### Page
• • • •

If you don't have room to store wood, you shouldn't bother getting a woodburner. You need enough room to store your free collected wood or else enough space to buy a load of wood. If you have to buy it in small lots, it will work out very expensive.0 -
highrisklowreturn wrote: »Question: Should this ever be done?
Am looking to get a woodburner and the wood I could get is free, but unseasoned. I've nowhere to store it so cannot season it personally but am attracted to getting a woodburner because of free heat.
If I got the chimney swept more often than usual wood this deal with any issues from 'wet' wood?
Thanks in advance
NONONONO !
Worst possible thing you can do is burn wet / unseasoned wood.
You will get dangerous build up of tar and creosote within weeks if not days !
I have personally known a 6" flue get blocked in a week, swept and smoke tested the week before then get a call 6 days later to say its smoking heavily, get there and the flue was completely blocked up with tar as was the baffle inside the stove and the stove walls. It took 3 hours to gently chip away at the tar to even get a flue brush inside.
The problem is the wet wood will produce steam, this steam as it rises condenses and this is when tar and creosote will be produced. All it takes is a spark and you'll have a fire on your hands, that or you run the risk of CO poisoning from inadequate draught.
For a wood burner you need storage for the wood, ideally season it for 18 months if its "green" when you buy it, seasoned wood still needs to be kept dry in a shelter where the air can get to it to stop it getting damp.
Even getting it swept more regularly is not the answer !

• • • •

### Data supplied
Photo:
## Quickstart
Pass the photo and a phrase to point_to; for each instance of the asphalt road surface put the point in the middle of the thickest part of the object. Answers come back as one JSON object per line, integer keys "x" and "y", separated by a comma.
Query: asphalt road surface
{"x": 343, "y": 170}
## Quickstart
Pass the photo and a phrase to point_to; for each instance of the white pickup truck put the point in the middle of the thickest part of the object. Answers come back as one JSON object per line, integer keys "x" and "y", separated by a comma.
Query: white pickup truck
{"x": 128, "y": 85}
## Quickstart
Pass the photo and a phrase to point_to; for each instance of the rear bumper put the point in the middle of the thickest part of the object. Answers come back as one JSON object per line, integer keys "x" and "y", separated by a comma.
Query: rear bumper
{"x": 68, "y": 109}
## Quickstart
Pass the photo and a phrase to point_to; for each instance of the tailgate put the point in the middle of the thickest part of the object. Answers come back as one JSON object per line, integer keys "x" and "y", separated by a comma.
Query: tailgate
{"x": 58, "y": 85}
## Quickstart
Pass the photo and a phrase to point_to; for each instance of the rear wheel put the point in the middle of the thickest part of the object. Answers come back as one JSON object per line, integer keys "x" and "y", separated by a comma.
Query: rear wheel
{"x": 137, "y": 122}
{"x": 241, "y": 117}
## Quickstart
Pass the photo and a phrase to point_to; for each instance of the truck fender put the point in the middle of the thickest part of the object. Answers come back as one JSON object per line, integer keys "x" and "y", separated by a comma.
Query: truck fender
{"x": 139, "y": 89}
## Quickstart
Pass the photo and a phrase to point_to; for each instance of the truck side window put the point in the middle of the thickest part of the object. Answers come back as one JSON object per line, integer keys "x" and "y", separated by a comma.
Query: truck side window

• • • •

### Instruction 1
Reproduce the woodburner post word for word, from "Am looking to" up to and including "of free heat.".
### Instruction 2
Report each line of the rows that contains the string "side".

### Task output 1
Am looking to get a woodburner and the wood I could get is free, but unseasoned. I've nowhere to store it so cannot season it personally but am attracted to getting a woodburner because of free heat.

### Task output 2
Pass the photo and a phrase to point_to; for each instance of the truck side window put the point in the middle of the thickest part of the object. Answers come back as one JSON object per line, integer keys "x" and "y", separated by a comma.
Query: truck side window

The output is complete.